Text passage:
--------------------------------------------------

I happened to be at Harvard last night and I had my thermal camera with me (old-style FLIR e60, with 320x240 sensor and 25 degree FOV lens). Now that the cold weather has arrived, it is LWIR season.

Here is Memorial Hall, which is not (and never was) a church, despite appearances. It is a memorial to (quoting Wiki) "the sacrifices made by Harvard men in defense of the Union during the American Civil War‍ —‌ 'a symbol of Boston's commitment to the Unionist cause and the abolitionist movement in America.'"

--------------------------------------------------

Object point labels:
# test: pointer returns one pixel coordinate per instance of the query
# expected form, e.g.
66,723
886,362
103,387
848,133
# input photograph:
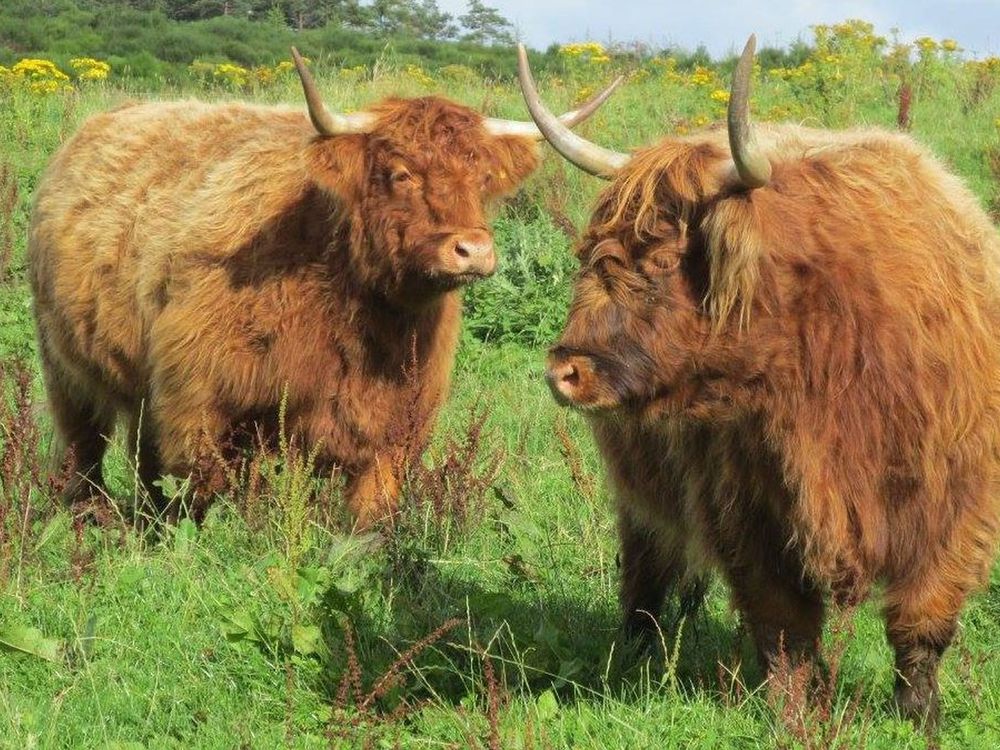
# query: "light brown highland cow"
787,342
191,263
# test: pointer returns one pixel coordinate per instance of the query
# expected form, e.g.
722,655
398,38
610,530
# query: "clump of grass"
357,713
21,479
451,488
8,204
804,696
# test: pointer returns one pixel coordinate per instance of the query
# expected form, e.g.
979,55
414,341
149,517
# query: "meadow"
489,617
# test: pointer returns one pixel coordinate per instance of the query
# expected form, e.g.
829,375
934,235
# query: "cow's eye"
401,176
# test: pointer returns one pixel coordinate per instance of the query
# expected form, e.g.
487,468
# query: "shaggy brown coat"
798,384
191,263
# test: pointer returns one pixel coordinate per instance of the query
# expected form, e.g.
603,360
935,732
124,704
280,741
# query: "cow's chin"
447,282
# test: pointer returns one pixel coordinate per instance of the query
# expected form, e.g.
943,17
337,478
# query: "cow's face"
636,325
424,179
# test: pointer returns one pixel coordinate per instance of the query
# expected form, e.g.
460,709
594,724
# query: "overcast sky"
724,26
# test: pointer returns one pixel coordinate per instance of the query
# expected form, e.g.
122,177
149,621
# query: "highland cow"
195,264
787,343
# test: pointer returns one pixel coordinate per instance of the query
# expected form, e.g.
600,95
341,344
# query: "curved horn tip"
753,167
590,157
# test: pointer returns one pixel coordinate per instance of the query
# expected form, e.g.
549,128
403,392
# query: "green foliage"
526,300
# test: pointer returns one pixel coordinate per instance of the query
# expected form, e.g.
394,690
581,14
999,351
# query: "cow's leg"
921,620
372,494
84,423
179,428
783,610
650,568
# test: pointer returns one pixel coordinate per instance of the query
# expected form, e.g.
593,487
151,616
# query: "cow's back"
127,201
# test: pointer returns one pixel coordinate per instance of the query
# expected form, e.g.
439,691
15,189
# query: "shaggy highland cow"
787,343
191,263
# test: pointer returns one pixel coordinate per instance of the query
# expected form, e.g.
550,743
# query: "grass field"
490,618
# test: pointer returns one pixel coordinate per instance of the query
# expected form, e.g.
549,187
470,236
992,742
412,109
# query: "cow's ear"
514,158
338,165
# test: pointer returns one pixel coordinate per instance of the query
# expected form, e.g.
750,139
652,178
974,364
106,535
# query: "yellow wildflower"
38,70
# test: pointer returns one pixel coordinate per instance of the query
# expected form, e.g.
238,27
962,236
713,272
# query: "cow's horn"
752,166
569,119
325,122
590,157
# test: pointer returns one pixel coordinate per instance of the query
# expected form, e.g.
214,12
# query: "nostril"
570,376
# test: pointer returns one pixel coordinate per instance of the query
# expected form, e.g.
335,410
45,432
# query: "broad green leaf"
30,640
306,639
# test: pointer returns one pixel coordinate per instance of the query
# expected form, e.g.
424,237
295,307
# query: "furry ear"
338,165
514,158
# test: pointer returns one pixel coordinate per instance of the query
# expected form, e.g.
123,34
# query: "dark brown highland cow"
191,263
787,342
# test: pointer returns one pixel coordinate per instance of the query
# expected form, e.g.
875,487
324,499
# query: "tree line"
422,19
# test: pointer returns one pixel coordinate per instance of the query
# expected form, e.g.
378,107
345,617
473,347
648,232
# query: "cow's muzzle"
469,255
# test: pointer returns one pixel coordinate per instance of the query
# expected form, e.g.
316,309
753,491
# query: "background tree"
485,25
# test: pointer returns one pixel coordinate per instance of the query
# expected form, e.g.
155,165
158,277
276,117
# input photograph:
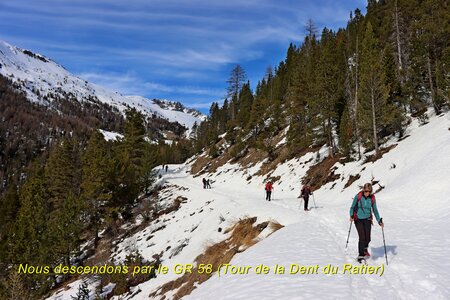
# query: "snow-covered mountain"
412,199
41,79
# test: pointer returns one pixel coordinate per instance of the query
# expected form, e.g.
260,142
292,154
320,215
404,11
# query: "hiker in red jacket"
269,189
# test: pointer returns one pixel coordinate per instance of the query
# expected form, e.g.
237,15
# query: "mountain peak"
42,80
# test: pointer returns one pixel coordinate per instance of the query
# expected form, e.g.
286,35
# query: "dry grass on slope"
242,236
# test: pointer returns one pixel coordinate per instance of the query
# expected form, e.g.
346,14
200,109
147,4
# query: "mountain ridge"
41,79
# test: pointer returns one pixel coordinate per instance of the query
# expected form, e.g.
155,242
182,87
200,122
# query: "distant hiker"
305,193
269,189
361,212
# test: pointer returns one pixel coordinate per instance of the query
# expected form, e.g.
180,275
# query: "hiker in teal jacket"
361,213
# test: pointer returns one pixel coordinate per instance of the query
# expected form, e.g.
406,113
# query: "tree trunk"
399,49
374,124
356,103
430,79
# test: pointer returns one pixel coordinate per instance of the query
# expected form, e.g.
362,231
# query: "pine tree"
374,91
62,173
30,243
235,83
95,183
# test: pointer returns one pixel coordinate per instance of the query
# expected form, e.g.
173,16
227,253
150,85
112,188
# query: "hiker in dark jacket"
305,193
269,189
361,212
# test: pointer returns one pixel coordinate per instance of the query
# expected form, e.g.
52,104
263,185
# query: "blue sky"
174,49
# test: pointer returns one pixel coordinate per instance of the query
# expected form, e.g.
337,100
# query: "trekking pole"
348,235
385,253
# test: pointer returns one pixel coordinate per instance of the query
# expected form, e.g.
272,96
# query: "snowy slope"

--------------------------------------------------

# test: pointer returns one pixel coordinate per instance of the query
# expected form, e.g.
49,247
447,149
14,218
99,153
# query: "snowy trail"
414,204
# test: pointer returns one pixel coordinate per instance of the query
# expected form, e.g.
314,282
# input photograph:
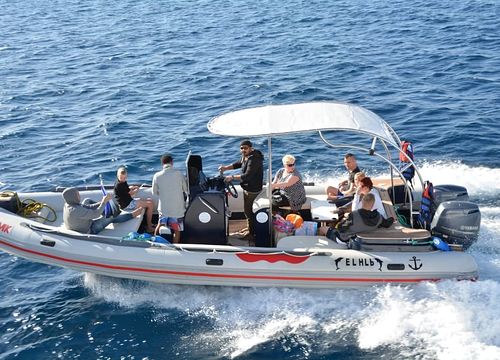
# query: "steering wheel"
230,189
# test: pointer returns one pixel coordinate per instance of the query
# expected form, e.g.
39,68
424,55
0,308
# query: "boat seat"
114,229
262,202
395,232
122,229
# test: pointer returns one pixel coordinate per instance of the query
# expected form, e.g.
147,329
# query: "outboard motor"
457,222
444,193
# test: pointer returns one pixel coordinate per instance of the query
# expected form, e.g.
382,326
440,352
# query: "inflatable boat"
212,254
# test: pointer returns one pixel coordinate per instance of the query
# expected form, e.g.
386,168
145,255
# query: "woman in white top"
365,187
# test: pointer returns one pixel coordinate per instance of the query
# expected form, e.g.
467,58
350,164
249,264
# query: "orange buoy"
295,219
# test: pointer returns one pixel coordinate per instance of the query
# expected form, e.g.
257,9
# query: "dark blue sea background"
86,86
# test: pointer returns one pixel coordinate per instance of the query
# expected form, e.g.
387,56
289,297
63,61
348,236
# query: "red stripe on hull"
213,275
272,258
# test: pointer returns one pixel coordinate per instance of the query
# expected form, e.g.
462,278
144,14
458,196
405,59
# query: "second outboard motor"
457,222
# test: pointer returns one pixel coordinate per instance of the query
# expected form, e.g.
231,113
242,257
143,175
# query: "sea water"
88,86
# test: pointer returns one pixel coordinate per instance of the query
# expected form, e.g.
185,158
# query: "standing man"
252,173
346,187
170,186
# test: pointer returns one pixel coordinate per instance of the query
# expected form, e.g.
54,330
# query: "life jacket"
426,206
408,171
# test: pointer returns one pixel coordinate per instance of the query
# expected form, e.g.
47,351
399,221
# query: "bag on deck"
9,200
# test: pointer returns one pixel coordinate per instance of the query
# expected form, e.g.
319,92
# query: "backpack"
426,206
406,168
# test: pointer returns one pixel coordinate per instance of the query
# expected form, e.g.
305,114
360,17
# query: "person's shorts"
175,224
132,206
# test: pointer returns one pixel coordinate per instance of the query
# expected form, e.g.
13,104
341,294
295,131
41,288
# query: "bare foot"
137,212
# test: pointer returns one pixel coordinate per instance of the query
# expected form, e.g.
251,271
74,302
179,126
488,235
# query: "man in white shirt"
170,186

--------------------------------------------------

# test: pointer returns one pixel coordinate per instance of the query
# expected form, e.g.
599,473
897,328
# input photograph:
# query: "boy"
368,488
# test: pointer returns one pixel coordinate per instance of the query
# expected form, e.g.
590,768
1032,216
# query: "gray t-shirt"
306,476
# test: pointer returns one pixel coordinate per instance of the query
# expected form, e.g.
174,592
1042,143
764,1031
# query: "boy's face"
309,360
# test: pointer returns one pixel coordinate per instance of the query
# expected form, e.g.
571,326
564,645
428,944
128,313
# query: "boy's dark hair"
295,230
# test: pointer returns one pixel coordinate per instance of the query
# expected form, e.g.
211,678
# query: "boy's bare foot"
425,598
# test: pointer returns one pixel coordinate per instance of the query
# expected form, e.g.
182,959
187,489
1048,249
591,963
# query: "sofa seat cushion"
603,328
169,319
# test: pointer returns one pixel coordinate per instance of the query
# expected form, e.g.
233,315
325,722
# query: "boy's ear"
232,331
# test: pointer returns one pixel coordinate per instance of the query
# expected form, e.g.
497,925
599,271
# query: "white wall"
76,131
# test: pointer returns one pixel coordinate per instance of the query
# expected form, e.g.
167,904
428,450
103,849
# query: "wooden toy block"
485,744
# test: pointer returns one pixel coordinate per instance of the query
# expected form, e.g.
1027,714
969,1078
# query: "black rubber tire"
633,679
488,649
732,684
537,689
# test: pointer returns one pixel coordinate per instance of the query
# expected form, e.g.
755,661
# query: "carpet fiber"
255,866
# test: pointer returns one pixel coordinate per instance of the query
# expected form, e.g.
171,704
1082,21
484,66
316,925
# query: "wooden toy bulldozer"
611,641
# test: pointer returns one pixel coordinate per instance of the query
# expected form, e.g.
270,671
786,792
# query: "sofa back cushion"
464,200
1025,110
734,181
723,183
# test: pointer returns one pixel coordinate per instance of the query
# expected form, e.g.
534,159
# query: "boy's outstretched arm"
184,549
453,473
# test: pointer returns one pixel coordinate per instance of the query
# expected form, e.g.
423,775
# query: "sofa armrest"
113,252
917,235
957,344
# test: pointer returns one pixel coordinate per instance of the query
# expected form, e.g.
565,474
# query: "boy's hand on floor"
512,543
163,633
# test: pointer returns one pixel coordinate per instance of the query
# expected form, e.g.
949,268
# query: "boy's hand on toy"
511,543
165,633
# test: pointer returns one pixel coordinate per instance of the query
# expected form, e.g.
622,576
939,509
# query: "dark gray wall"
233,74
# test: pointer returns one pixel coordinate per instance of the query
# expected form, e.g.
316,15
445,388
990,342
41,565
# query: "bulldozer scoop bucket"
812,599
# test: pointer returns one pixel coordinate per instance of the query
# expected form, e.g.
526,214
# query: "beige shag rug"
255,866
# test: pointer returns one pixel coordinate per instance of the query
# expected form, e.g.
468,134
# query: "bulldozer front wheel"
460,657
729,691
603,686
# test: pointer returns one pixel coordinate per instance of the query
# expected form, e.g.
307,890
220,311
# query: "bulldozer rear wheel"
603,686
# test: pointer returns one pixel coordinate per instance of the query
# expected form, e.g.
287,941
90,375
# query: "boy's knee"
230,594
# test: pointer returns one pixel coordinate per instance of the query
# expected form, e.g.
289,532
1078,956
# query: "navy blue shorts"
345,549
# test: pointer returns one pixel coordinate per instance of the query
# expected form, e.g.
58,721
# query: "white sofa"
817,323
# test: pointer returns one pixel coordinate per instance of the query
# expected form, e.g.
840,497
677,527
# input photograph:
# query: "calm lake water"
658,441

--------------------------------------------------

Requirements: Could you continue the text about thermal photos at Harvard, picking up after its last sentence?

Answer to the problem:
Attached Image: Harvard Memorial Hall thermal infrared UVP.jpg

I also like the inverted version:
Attached Image: Harvard Memorial Hall thermal infrared (inverted) UVP.jpg

These should not be read as thermograms for multiple reasons, starting with the issues involved in fusing the images (there were 41 individual photos!). In addition, sharpening has been applied, which causes some edge glow (beyond what is there naturally, I mean), and also I have filled in some of the ragged edges in the panorama with Adobe's Content Aware Fill, so the extreme edges are not even real. Long story short, this is art, not science.

I also got some photos of those lovely arches:
Attached Image: Arches UVP.jpg

Attached Image: vis arches UVP.jpg

Edited by Andy Perrin, 11 November 2018 - 21:02.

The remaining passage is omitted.